<<<<

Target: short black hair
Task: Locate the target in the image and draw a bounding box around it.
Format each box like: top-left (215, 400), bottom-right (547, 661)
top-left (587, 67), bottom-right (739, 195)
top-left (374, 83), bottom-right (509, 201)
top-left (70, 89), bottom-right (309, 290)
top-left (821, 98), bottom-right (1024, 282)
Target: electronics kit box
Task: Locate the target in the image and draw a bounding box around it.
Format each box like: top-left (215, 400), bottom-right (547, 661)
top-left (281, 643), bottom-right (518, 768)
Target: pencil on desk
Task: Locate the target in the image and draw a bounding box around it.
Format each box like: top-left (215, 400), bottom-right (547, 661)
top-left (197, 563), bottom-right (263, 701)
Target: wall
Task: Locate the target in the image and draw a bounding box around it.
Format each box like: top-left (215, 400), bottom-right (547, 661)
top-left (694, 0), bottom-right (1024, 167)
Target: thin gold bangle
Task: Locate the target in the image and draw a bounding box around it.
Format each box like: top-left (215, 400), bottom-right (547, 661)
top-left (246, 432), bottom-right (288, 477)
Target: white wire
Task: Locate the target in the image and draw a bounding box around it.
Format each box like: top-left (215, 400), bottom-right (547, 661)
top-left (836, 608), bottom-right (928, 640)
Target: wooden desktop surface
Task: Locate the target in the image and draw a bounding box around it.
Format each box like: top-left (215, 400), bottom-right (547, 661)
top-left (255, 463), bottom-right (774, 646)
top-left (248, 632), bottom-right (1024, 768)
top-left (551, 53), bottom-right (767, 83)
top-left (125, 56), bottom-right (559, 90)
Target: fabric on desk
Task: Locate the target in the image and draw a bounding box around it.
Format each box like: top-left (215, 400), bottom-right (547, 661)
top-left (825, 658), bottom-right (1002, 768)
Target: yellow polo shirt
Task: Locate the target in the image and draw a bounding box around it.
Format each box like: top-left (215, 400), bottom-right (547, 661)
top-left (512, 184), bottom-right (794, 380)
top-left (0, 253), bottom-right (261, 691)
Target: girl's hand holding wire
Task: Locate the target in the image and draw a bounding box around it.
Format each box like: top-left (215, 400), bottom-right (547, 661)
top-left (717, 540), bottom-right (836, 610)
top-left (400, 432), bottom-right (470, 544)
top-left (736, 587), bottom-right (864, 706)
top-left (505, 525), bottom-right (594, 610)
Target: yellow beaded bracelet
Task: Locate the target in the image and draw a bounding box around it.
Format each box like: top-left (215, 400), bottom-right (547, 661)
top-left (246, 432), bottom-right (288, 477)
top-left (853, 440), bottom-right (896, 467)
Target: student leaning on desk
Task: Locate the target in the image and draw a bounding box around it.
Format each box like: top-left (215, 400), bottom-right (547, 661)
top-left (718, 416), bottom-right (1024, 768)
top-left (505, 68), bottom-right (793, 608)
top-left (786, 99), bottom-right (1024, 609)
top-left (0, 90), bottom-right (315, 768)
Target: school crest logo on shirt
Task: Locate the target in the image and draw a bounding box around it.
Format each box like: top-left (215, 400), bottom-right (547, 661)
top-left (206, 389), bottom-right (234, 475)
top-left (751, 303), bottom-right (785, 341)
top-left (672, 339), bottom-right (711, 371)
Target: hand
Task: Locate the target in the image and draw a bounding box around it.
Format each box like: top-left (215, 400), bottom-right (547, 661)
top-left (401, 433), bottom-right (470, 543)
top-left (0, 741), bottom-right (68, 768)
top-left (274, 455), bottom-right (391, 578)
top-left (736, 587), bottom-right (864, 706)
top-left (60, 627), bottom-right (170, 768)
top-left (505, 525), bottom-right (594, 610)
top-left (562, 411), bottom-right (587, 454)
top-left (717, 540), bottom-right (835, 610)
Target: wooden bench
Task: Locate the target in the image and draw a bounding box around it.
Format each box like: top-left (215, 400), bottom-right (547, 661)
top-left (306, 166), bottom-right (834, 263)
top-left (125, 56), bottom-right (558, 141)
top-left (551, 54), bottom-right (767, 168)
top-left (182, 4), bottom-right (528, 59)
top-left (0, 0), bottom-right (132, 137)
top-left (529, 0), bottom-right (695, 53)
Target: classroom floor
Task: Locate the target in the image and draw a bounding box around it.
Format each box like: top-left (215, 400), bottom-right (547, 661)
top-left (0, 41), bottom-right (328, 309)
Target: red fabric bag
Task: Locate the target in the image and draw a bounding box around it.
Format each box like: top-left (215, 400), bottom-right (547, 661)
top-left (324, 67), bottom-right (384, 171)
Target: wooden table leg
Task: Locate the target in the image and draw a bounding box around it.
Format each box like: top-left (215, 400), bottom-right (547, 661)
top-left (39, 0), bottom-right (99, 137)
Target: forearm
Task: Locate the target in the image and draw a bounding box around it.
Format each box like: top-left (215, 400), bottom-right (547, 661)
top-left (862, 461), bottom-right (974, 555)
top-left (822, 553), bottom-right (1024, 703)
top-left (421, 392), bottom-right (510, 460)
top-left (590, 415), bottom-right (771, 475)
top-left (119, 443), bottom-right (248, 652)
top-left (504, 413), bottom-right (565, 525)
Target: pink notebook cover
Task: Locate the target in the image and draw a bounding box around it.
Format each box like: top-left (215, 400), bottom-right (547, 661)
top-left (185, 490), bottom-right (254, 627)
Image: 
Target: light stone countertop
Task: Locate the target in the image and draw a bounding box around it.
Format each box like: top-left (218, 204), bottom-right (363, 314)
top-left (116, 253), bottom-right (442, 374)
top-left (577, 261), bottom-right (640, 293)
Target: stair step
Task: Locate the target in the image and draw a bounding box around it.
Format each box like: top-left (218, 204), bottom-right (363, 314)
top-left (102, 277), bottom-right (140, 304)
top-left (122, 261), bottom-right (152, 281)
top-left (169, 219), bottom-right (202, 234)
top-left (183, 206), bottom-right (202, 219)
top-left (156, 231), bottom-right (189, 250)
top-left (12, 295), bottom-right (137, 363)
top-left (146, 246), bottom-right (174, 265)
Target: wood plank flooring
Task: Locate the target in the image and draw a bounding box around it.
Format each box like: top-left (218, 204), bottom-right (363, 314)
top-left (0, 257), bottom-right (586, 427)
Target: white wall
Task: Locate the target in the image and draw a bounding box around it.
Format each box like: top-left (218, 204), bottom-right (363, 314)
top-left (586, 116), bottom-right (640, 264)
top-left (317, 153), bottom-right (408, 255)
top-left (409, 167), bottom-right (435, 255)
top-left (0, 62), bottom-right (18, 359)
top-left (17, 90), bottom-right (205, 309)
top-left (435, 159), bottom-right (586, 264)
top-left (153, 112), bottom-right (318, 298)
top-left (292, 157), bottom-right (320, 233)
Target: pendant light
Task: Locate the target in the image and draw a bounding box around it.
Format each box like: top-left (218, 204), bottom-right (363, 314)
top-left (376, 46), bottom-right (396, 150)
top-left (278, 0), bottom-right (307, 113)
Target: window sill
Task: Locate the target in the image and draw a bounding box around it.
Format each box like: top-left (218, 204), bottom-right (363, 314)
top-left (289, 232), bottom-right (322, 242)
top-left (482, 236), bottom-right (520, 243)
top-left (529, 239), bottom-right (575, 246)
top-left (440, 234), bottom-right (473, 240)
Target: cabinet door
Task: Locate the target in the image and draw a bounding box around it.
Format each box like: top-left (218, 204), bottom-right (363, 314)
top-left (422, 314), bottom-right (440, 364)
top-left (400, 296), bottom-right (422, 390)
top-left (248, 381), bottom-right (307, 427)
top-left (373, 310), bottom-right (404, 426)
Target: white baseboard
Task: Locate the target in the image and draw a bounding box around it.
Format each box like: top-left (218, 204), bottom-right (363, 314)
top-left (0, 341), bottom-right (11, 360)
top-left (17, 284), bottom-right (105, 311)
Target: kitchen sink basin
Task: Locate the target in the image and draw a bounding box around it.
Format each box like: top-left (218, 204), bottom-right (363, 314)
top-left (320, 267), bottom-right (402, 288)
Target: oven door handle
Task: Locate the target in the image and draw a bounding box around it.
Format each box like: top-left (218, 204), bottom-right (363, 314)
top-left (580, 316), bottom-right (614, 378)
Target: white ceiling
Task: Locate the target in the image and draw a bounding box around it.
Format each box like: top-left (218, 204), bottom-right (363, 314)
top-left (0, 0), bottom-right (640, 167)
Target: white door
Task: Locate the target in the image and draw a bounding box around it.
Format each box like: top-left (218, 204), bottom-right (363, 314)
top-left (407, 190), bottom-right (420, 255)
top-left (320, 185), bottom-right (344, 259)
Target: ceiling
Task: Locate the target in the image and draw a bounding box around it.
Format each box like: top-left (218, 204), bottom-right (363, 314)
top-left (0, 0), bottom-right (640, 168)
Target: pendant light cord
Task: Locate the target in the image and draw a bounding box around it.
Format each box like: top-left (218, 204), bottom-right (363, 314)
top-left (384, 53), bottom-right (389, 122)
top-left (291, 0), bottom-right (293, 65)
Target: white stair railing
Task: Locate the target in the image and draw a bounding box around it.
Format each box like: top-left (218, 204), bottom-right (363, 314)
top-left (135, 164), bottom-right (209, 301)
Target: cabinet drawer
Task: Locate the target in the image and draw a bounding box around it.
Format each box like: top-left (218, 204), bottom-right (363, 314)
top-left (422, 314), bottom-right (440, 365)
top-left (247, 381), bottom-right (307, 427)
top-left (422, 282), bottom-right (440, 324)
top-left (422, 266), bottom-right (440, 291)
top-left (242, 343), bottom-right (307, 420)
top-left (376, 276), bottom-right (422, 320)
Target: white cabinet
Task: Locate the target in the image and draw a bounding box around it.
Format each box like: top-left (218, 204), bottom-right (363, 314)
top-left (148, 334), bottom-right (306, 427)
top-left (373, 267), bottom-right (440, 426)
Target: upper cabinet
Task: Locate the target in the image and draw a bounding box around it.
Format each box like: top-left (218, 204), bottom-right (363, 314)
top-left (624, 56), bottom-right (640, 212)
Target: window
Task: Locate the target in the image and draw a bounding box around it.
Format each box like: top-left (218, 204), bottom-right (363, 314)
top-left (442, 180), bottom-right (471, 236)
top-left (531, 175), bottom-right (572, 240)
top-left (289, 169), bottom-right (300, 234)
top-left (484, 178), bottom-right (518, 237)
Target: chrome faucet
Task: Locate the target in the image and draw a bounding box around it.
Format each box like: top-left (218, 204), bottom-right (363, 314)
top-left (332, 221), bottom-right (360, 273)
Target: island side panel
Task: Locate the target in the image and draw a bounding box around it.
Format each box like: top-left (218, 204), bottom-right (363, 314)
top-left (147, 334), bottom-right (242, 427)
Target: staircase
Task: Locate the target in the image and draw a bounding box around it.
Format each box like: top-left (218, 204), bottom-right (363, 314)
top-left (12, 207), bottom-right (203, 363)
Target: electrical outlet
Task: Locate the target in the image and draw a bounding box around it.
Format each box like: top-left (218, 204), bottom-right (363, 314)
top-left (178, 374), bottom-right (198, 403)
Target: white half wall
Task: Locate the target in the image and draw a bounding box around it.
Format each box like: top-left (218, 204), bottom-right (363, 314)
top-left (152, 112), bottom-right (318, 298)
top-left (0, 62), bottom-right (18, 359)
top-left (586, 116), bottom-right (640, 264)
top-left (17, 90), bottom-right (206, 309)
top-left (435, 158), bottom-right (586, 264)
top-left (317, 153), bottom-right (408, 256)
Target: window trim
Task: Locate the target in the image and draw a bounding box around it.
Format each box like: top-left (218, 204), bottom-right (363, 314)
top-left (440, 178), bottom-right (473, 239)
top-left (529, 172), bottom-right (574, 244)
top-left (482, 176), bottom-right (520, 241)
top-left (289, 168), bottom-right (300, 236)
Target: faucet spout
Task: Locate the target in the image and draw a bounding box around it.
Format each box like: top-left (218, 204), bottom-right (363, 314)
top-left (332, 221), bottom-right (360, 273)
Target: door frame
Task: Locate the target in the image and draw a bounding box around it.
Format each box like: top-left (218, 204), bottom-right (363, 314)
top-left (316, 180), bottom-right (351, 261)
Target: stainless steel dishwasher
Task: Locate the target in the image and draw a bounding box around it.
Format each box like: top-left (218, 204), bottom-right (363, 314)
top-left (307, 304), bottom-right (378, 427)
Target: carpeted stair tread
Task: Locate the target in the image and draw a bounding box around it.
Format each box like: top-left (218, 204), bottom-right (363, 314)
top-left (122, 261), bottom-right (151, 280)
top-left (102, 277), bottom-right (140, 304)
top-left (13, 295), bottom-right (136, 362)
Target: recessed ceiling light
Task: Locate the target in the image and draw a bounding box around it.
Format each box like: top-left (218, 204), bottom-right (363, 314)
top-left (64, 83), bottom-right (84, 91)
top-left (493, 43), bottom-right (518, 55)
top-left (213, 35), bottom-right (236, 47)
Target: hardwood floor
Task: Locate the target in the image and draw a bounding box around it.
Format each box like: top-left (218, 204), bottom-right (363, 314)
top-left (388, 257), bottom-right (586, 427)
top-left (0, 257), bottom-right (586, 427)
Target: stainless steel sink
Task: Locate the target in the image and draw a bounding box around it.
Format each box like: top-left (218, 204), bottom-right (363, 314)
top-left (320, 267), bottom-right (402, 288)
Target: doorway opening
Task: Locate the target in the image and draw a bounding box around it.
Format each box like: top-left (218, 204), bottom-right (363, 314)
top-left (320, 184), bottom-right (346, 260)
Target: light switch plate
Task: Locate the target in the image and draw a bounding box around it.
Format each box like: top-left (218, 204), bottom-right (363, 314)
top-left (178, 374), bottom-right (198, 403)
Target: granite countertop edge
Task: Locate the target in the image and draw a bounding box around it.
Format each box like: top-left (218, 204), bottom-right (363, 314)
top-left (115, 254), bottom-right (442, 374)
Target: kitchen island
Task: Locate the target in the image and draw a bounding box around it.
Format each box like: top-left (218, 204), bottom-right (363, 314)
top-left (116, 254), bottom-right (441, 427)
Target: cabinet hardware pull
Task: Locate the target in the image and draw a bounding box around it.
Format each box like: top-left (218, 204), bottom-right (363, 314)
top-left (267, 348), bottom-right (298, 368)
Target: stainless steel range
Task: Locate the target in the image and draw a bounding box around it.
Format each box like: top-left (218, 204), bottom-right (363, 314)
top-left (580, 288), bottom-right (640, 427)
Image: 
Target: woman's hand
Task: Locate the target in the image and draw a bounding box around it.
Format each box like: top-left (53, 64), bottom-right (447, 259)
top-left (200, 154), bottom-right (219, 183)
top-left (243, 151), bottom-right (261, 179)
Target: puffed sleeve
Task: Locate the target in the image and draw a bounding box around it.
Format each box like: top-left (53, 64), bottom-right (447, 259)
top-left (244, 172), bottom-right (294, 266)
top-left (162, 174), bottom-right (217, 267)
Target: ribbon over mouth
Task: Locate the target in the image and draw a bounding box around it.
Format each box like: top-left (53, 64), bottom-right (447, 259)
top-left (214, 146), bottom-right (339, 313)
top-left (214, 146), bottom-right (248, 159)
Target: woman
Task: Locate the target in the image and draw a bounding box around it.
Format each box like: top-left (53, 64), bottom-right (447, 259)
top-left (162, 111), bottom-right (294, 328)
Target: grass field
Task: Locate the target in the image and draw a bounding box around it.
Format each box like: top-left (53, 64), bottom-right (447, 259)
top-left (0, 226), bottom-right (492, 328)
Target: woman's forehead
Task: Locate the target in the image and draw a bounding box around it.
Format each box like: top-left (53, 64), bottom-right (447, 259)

>>>>

Starting at the line containing "Target: stainless steel dishwasher" and ending at the line containing "top-left (320, 184), bottom-right (346, 260)", render those lines of the listing above as a numbered list, leaving out any blank lines.

## Solution to the exercise
1. Target: stainless steel dishwasher
2. Task: Locate the target in the image and draw a bounding box around it.
3. Format each box like: top-left (218, 204), bottom-right (363, 314)
4. top-left (307, 304), bottom-right (378, 427)
5. Target: carpeted stair tread
6. Task: Locate the target in the image and draw a bounding box around it.
7. Format each box like: top-left (218, 204), bottom-right (363, 314)
8. top-left (122, 261), bottom-right (151, 280)
9. top-left (102, 277), bottom-right (140, 304)
10. top-left (13, 295), bottom-right (136, 362)
11. Target: recessed ceiling light
12. Task: Locate the target in the image and draw a bounding box around it.
13. Format each box like: top-left (218, 204), bottom-right (363, 314)
14. top-left (64, 83), bottom-right (84, 91)
15. top-left (493, 43), bottom-right (518, 55)
16. top-left (213, 35), bottom-right (236, 47)
17. Target: hardwood floor
18. Task: Locate the target in the image and draw a bounding box around it.
19. Format each box like: top-left (218, 204), bottom-right (363, 314)
20. top-left (388, 257), bottom-right (586, 427)
21. top-left (0, 257), bottom-right (586, 427)
22. Target: stainless steel sink
23. Task: Locate the target in the image and draw a bounding box around it.
24. Format each box like: top-left (218, 204), bottom-right (363, 314)
25. top-left (320, 267), bottom-right (402, 288)
26. Target: doorway opening
27. Task: Locate the target in the image and draw a bounding box around it.
28. Format each box like: top-left (218, 204), bottom-right (363, 314)
29. top-left (320, 184), bottom-right (346, 260)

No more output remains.